Data listing
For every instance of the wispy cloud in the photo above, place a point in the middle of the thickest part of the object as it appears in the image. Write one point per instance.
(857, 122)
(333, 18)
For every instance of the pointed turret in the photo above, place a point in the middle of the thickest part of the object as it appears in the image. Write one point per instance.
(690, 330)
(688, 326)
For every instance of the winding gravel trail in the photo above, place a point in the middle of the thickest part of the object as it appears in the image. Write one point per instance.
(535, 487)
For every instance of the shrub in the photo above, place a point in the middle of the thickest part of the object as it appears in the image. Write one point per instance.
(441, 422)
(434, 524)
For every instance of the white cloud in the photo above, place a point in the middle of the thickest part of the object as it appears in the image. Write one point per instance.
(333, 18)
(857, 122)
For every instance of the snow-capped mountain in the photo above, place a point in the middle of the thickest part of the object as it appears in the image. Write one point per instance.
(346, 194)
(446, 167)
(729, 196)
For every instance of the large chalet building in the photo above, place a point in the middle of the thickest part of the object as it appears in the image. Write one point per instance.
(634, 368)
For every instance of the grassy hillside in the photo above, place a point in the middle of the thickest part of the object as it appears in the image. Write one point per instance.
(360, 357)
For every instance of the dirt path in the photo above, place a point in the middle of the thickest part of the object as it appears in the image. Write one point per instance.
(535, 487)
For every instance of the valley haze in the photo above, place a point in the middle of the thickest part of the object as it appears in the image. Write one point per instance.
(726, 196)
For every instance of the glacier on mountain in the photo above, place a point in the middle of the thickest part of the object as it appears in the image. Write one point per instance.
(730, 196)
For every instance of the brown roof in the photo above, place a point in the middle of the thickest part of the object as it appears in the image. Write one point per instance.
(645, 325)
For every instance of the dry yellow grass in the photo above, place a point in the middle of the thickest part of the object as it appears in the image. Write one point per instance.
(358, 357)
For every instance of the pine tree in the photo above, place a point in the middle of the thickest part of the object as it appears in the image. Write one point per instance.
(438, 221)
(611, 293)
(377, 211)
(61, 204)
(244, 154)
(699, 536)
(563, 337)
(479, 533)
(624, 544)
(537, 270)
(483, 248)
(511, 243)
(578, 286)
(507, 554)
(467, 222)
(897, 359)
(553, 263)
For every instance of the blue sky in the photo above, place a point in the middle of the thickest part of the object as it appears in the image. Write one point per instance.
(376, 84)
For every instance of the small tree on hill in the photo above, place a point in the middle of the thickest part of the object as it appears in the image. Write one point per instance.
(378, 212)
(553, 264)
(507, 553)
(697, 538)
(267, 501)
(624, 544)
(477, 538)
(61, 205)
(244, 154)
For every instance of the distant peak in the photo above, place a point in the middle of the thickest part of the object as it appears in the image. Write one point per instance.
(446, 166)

- Do this:
All lines from the line containing "For every instance of the brown" through the end of the listing above are to be duplicated exactly; include both ends and nothing further.

- Answer to this problem:
For every instance of the brown roof in the photo above, place a point in the middle of the thickest part of the object as it appears in the image. Write one point per instance.
(645, 325)
For every instance of the dry yellow grass in the photo above, place a point in the middle of the thickest part of the object as it appears in the image. Write one point per instance.
(358, 357)
For every instance of the pine tree in the photo above, place a point in the middle of the thickest part of the object as it appears in the image. Write one point per instance.
(438, 221)
(611, 293)
(377, 211)
(61, 204)
(244, 154)
(699, 536)
(563, 337)
(479, 533)
(624, 544)
(537, 270)
(483, 248)
(511, 243)
(578, 286)
(507, 554)
(467, 222)
(897, 359)
(553, 263)
For every instance of the blue sky in the photo above, place a point in the middle of the thickest part of the object as it appears in the image. Write one point per instance.
(376, 84)
For every instance of the small tree on hill in the photo above, place a point in the middle of the thickest part of the object as it appears in the image. Write one point per instance.
(378, 212)
(553, 264)
(507, 553)
(697, 538)
(267, 501)
(624, 544)
(477, 538)
(61, 205)
(244, 154)
For every instance of the distant peak in the photo above, place a point in the middle of the thickest part of the object as it appears in the image. Write one point per instance.
(446, 166)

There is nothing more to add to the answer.